>>>>>

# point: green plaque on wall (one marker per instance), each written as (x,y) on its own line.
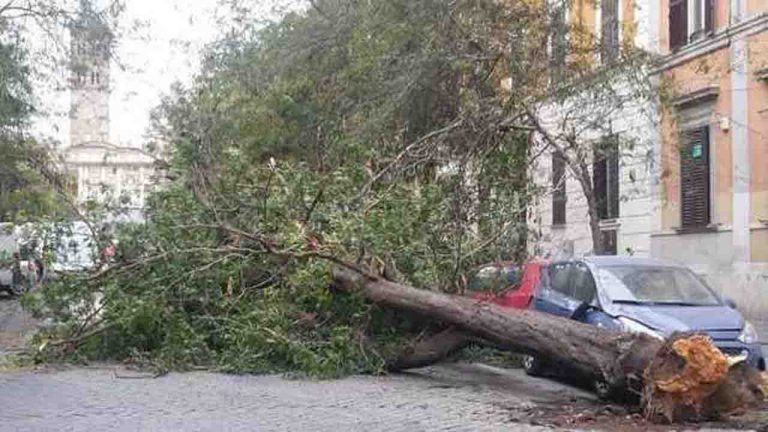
(697,149)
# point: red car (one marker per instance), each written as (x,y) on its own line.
(506,284)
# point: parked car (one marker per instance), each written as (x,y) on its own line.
(21,266)
(505,283)
(642,295)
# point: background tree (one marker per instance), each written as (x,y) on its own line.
(391,135)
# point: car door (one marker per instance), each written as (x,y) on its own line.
(556,294)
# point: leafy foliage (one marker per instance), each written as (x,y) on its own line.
(356,133)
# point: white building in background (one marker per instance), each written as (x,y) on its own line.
(624,180)
(101,171)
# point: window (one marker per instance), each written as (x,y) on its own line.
(608,242)
(678,24)
(694,179)
(605,178)
(609,48)
(558,189)
(686,27)
(494,278)
(558,43)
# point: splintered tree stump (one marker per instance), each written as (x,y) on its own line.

<<<<<

■ **WRITTEN EXERCISE**: Do not include the images; transcribe the rest of the listing exactly.

■ **TASK ANSWER**:
# point: green plaque on wall (one marker per instance), each written as (x,y) on its own line.
(697,149)
# point: red car (one marker per instance), each written as (x,y) on its own line.
(506,284)
# point: parked car (one marker per instance), each written as (x,y) on its own line.
(21,266)
(505,283)
(642,295)
# point: background tree (one marker per instance), each written as (x,y) on its own line.
(391,135)
# point: car door (one marker per instance), each written as (x,y) on its own line.
(556,294)
# point: leafy foliage (one marker per instance), each written as (x,y) on its own line.
(356,133)
# point: white building in background (one marker per instance), each written as (x,y) on its own line.
(624,180)
(101,171)
# point: window (one marker per instance), each written as (x,y) on its own line.
(608,242)
(678,24)
(694,179)
(605,178)
(609,48)
(558,189)
(686,27)
(494,278)
(558,43)
# point: splintered tree stump (one marker per instance), each written as (x,y) on its own line.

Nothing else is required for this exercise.